§ VOS TÂCHES:
A – D'après le texte sur l'évaluation des écoles, quel sort le « turning around » réserve-t-il au principal et au corps enseignant ?
B – Poursuivez, s'il vous plaît, le texte sur l'évaluation des écoles à partir de sa dernière phrase.

Une logique qui suscite des levées de boucliers dans les milieux de la recherche. Ces derniers dénoncent son manque de fondement, en contradiction avec la pseudo-scientificité avancée pour la justifier. L’association américaine de la recherche en éducation, l’AERA indiquait ainsi :
“AERA agrees that measurement of student achievement must be regarded as central to evaluation of efforts at school improvement. However, neither research evidence related to growth models nor best practice related to assessment supports the proposed requirement that assessment of teachers and principals be based centrally on student achievement.”
En France, des traces de cette pensée
Le terme “turning around”, emprunté directement au monde de l’entreprise, est une illustration emblématique de cette logique. Le turning around fait parti des quatre solutions proposées aux écoles en situation d’échec au regard des objectifs assignées. Dans ce qui s’apparente à une stratégie du choc appliquée à l’école, pour reprendre l’expression de Naomi Klein, on “licencie le principal et la moitié du corps enseignant pour mettre en place une nouvelle gouvernance et de nouveaux programmes”. Sans, là encore, que l’efficacité de la “méthode” soit prouvée.

§ DONNÉES FOURNIES:
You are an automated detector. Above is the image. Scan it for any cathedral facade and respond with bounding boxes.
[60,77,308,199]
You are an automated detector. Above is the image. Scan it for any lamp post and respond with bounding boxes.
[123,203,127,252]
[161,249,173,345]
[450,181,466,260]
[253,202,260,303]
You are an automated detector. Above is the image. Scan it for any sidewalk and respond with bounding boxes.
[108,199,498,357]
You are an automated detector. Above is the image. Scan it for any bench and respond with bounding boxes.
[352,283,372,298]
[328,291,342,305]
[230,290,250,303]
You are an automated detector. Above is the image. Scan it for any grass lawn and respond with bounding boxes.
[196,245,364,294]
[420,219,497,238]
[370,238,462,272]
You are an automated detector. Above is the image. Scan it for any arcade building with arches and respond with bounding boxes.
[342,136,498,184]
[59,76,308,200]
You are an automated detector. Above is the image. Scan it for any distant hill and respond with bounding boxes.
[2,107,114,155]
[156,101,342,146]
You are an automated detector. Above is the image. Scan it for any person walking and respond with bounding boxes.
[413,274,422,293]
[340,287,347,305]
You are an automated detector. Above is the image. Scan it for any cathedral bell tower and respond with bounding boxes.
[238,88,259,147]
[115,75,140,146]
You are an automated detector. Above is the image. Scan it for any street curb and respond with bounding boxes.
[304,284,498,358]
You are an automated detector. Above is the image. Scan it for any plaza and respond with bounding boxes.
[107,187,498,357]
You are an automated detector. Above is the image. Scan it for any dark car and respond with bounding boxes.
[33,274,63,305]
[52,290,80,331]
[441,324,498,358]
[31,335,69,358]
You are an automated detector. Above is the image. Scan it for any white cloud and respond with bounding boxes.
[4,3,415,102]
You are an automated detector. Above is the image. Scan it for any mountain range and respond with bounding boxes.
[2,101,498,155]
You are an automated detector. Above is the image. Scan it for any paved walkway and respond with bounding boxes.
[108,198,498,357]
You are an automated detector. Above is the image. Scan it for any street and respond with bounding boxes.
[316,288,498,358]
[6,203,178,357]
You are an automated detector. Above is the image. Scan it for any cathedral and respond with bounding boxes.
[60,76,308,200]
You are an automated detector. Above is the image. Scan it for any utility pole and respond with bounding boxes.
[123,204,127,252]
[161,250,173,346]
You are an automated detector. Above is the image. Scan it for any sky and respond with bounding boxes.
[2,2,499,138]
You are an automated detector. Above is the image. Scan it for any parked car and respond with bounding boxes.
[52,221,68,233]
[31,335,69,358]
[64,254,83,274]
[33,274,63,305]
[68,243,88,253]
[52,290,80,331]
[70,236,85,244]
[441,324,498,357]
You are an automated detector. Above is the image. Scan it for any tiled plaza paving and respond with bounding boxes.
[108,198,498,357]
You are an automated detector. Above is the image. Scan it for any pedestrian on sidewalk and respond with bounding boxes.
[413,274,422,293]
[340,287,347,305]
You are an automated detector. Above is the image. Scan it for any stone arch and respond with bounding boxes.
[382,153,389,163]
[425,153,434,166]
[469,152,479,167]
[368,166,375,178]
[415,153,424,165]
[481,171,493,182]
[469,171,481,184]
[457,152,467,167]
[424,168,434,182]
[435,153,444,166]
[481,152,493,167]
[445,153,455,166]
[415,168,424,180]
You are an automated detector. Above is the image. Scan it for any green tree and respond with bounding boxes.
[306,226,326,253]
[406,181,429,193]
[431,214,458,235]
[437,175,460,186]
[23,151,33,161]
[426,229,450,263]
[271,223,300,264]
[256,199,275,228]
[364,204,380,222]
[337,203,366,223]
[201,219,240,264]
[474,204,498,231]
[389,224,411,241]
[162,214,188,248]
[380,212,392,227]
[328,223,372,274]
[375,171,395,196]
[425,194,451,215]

§ RÉPONSES PAR TÂCHE:
A – On licencie le principal et la moitié du corps enseignant pour mettre en place une nouvelle gouvernance et de nouveaux programmes.

B –
C’est sur une tonalité inquiète qu’Alain Chaptal conclut ce panorama de ce glissement dans l’usage des TICE, qu’il qualifie de “préoccupante”. Faut-il craindre la même évolution en France ? Il énumère des traces d’une telle tentation anglo-saxonne, du rapport Camdessus, “le livre de chevet” de Nicolas Sarkozy, au rapport Attali pour la libération de la croissance. Il s’attarde plus sur un document de 2008, le rapport Maguain, resté inconnu du grand public, qui indique :
« b) Rémunérer en partie les enseignants en fonction de leur mérite » :
« Les mécanismes du type salaire au mérite fonctionnent lorsqu’ils s’accompagnent d’un certain nombre de garde-fous afin d’éviter leurs effets pervers (manipulation, collusion etc.). …/… L’exploitation des évaluations des élèves pourrait également servir à renseigner l’enseignant sur les acquis et les besoins de chaque élève afin de différentier sa pédagogie, d’ajuster les rythmes d’apprentissage et de mettre en place si nécessaire une aide davantage individualisée. »
Autre contribution dans ce sens, le rapport Le Mèner sur la revalorisation du métier d’enseignant. Dans la rubrique « Apprécier la performance de l’enseignant devant les élèves » :
« La revalorisation du métier d’enseignant implique de mieux reconnaître la performance pédagogique réelle de l’enseignant et de récompenser celle-ci. »
“S’agit-il de ballons d’essais destinés à préparer l’opinion, de véritables intentions, d’un manque d’imagination que pallie une forme sournoise de « copier-coller » ?” s’interroge Alain Chaptal. À la lecture de son mémoire, on espère que le ballon va exploser en plein décollage.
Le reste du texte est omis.